- RECORDS FOR THE EXERCISE:
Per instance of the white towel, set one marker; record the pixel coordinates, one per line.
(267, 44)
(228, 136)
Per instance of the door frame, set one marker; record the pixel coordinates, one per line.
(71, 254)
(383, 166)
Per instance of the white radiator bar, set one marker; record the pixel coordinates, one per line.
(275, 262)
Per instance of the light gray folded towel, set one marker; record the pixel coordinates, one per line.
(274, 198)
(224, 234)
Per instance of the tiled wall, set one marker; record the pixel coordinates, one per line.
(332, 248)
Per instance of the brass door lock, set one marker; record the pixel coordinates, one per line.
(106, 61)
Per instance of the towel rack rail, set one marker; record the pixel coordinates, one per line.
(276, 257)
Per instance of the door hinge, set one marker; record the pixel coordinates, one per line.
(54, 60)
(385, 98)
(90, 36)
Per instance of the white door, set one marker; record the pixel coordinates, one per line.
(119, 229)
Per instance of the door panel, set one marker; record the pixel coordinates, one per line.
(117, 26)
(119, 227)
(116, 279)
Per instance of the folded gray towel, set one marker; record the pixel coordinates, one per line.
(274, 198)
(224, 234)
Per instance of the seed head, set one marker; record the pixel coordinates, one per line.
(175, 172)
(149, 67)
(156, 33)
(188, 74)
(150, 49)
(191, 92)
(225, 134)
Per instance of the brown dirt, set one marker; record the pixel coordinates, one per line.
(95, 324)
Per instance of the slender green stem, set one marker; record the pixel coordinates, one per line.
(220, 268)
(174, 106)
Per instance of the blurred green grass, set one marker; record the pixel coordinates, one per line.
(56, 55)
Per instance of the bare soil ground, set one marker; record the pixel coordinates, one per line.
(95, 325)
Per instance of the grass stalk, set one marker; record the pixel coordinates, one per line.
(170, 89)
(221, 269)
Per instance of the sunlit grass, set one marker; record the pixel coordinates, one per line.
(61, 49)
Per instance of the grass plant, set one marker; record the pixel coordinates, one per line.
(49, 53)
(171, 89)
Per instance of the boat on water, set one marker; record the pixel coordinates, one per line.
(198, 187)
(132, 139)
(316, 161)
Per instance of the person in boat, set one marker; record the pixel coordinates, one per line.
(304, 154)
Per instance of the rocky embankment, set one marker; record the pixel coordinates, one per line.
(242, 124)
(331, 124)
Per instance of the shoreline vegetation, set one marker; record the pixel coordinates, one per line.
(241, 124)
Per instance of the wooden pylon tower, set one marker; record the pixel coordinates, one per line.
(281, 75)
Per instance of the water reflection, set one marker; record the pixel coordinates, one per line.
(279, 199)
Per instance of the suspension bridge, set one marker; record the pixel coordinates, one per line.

- DO THIS: Retype, character for character, everything from the line containing "Per instance of the water" down to the last line of the listing above.

- SOLUTION:
Per instance of the water reflection, set one marker; record the pixel coordinates, one per line.
(279, 199)
Per instance of the suspension bridge, set one marker; record the pixel coordinates, one per line.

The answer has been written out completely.